▶ _Stated problem_: Swap every "match analytics" in the records below for "scene analysis", leaving all else unchanged. Omit the pictures from your answer.

▶ _Raw data_:
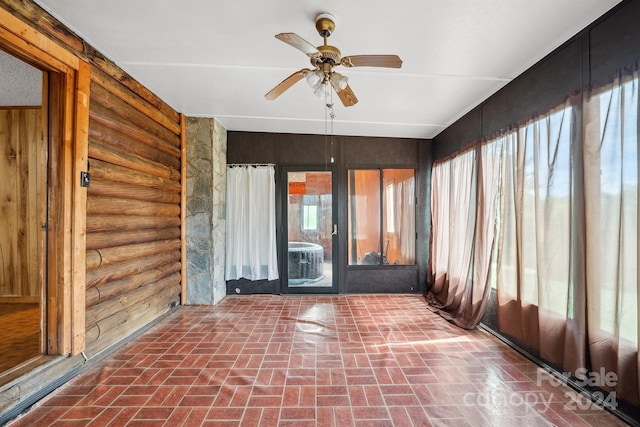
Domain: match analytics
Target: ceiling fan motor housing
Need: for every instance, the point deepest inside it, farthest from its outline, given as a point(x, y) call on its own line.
point(325, 24)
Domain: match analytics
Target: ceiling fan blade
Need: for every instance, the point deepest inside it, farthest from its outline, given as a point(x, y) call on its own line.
point(387, 61)
point(346, 95)
point(286, 84)
point(299, 43)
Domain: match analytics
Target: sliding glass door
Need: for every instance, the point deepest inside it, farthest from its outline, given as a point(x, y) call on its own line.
point(311, 233)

▶ _Task result_:
Domain: scene analysis
Target: ceiling fan motor housing
Need: for every instance, the point deepest inside it, farthest from its outline, given as a point(x, y) call on its own line.
point(325, 24)
Domain: scene analysis
Target: ceiling fan blade
Need: for every instance, the point deepest inside it, farthest from its outline, given as a point(x, y) call on its own line.
point(387, 61)
point(346, 95)
point(286, 84)
point(299, 43)
Domain: scene analysis
Target: sliding glass door
Need: for every instance, the point deepest inside it, farthest from its outline, given as a point(x, y) call on its own line.
point(311, 233)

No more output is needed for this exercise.